Brano scelto:

>>>

Un bambino non si definisce: si protegge

Un bambino non si definisce: si protegge
bambini a Gaza

Perché nel 2025 stiamo ancora discutendo l’ovvio?

La frase è caduta come un colpo: “Definisci bambino”. L’ha pronunciata Eyal Mizrahi durante un acceso confronto televisivo con Enzo Iacchetti, trasformando in strumento retorico quello che dovrebbe essere un ovvio fatto umano — che un bambino è un bambino. Lo scontro è diventato virale non solo per la veemenza: è diventato simbolo di come, oggi, le parole vengano usate per sminuire, per legittimare o per spostare il dibattito dall’orrore sui fatti alle definizioni semantiche.

Ma davvero, nel 2025, abbiamo ancora bisogno di definire cos’è un bambino? Davvero dobbiamo giustificare l’innocenza?

Il contesto mondiale è brutale. Nel 2024, secondo UNICEF, il danno ai bambini prodotto dai conflitti ha raggiunto livelli storici: 47,2 milioni di bambini sfollati per conflitti e violenze. Numeri che non sono statistiche astratte, ma volti, scuole chiuse, infanzia cancellata.

<<<

[Elementi del dataset]
>>>

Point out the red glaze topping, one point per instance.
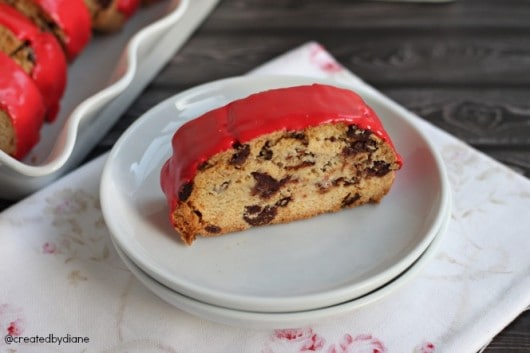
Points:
(21, 99)
(292, 109)
(73, 17)
(49, 71)
(128, 7)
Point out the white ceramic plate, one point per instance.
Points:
(102, 82)
(257, 320)
(298, 266)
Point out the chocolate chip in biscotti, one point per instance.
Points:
(350, 199)
(266, 152)
(185, 191)
(212, 229)
(256, 215)
(241, 154)
(283, 202)
(266, 186)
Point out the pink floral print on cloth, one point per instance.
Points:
(307, 340)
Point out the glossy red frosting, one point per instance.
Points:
(50, 69)
(292, 109)
(73, 17)
(128, 7)
(21, 99)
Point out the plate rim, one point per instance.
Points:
(236, 301)
(277, 320)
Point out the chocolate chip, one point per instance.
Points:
(266, 152)
(265, 215)
(185, 191)
(379, 169)
(266, 186)
(241, 154)
(253, 209)
(212, 229)
(304, 164)
(284, 201)
(349, 200)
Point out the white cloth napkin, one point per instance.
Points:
(62, 280)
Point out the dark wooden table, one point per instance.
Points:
(464, 66)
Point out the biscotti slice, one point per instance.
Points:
(274, 157)
(68, 20)
(21, 109)
(38, 53)
(111, 15)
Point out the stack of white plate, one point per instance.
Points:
(281, 275)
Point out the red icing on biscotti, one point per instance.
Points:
(49, 71)
(73, 17)
(22, 100)
(128, 7)
(291, 109)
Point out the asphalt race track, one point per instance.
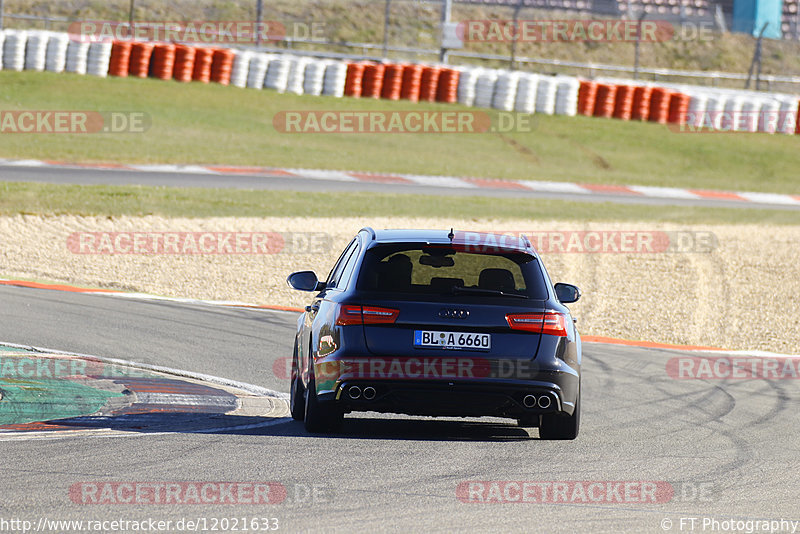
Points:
(727, 450)
(88, 176)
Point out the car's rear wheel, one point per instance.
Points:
(297, 401)
(320, 417)
(560, 427)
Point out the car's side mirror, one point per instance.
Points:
(305, 281)
(567, 293)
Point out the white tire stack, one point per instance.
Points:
(314, 77)
(525, 101)
(335, 77)
(484, 88)
(77, 56)
(567, 89)
(505, 90)
(546, 95)
(277, 74)
(297, 74)
(98, 58)
(697, 109)
(241, 68)
(56, 54)
(258, 70)
(14, 49)
(467, 81)
(36, 50)
(787, 121)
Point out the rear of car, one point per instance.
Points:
(441, 324)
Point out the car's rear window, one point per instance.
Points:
(439, 269)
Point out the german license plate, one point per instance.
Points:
(452, 340)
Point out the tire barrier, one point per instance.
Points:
(36, 50)
(203, 59)
(77, 56)
(373, 80)
(184, 63)
(429, 83)
(162, 65)
(14, 49)
(141, 54)
(694, 107)
(392, 82)
(412, 81)
(56, 55)
(98, 58)
(447, 91)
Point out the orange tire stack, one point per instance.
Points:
(163, 62)
(429, 83)
(587, 95)
(140, 59)
(202, 64)
(373, 80)
(678, 108)
(659, 105)
(447, 91)
(640, 110)
(412, 81)
(392, 82)
(604, 103)
(354, 81)
(120, 58)
(623, 105)
(222, 65)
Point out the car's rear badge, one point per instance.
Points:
(453, 313)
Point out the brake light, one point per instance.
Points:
(549, 322)
(349, 314)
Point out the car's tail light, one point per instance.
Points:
(353, 314)
(549, 322)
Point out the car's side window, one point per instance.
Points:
(336, 273)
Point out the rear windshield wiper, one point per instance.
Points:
(482, 291)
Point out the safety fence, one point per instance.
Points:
(694, 107)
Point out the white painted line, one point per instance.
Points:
(438, 181)
(770, 198)
(249, 388)
(320, 174)
(663, 192)
(189, 169)
(555, 187)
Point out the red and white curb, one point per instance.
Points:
(434, 181)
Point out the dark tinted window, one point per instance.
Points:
(424, 269)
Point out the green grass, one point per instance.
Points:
(46, 199)
(214, 124)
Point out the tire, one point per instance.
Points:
(297, 400)
(318, 416)
(560, 427)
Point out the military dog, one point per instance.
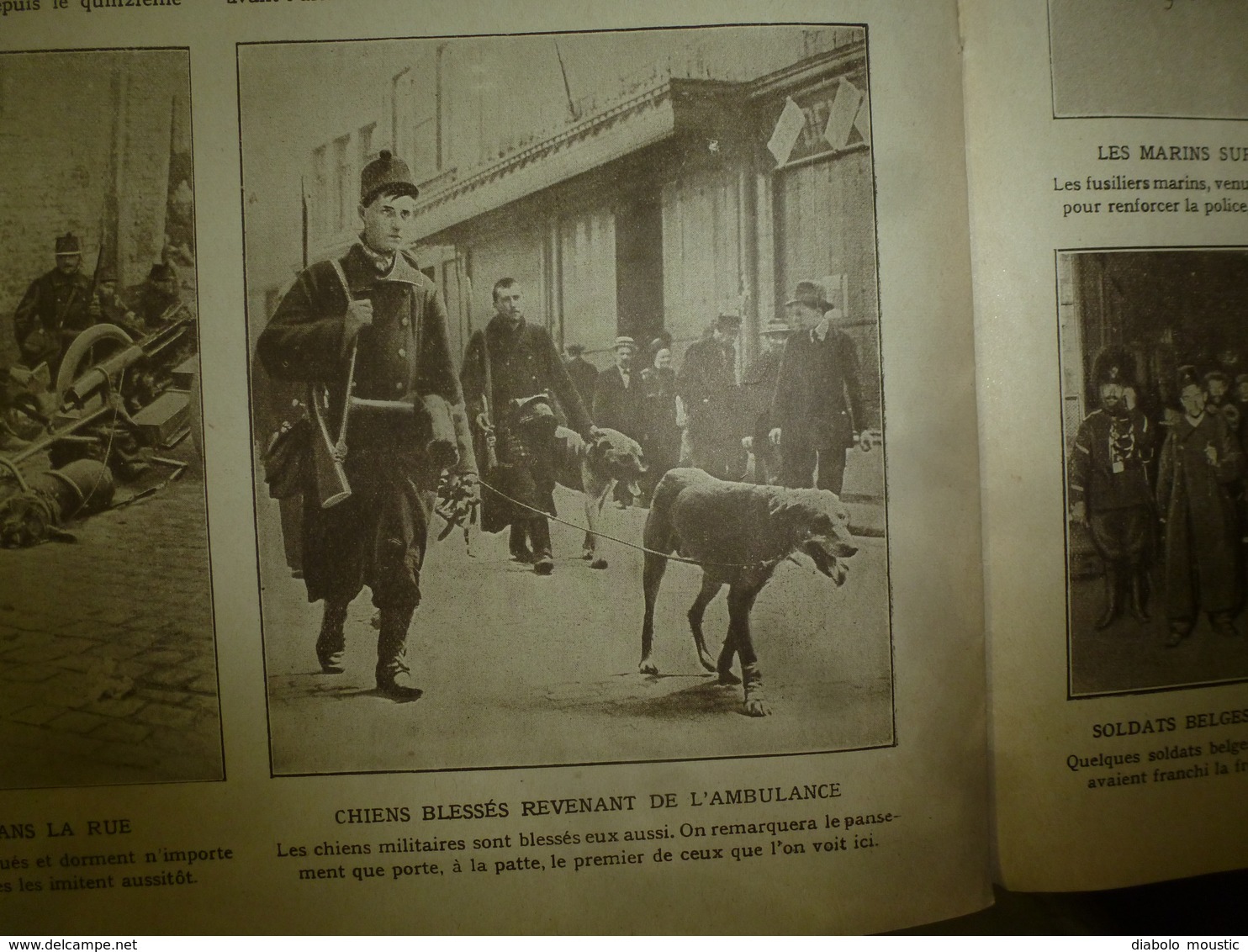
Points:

<<<

Verifica la comprensione:
a) Rispondi a queste domande sul brano scelto, una risposta per riga con la stessa sigla.
(i) Chi ha pronunciato la frase "Definisci bambino"?
(ii) Con chi si stava confrontando in televisione?
(iii) Quanti bambini risultavano sfollati per conflitti e violenze nel 2024 secondo UNICEF?
b) Elenca tutte le cose che, secondo il brano scelto, quei numeri sono al posto di statistiche astratte.
c) Prosegui l'articolo sui bambini colpiti dai conflitti a partire dall'ultima frase riportata.

Le soluzioni:
a)
(i) Eyal Mizrahi.
(ii) Con Enzo Iacchetti.
(iii) 47,2 milioni.

b)
- volti
- scuole chiuse
- infanzia cancellata

c)
Nella regione Medio Oriente-Nord Africa, in meno di due anni almeno 12,2 milioni di bambini sono stati uccisi, mutilati o costretti a fuggire. Gaza è l’esempio più crudo: migliaia di minori uccisi, famiglie intere sotto le macerie, ospedali e scuole ridotti in macerie, percentuali altissime di popolazione costretta a spostarsi.

E non è solo Medio Oriente. In Sudan, milioni di bambini sono stati privati di casa, cibo e cure. Save the Children parla di 2,8 milioni di bambini sotto i cinque anni sfollati nelle fasi più acute della crisi. Conseguenze devastanti non solo sulla salute fisica, ma anche sull’educazione, sulla crescita, sulla possibilità stessa di immaginare un futuro.

Questa è la realtà. E in questo contesto qualcuno osa ancora domandare: “Definisci bambino”.

Quella domanda non è ingenuità: è arma retorica. Serve a spostare il discorso dalla realtà al sofisma, a mettere in dubbio la naturale empatia, a giustificare l’ingiustificabile. Se la definizione stessa di “bambino” diventa un campo di battaglia linguistico, allora anche la protezione dei bambini diventa negoziabile. È così che l’orrore si normalizza, che la violenza trova alibi, che la responsabilità si dissolve.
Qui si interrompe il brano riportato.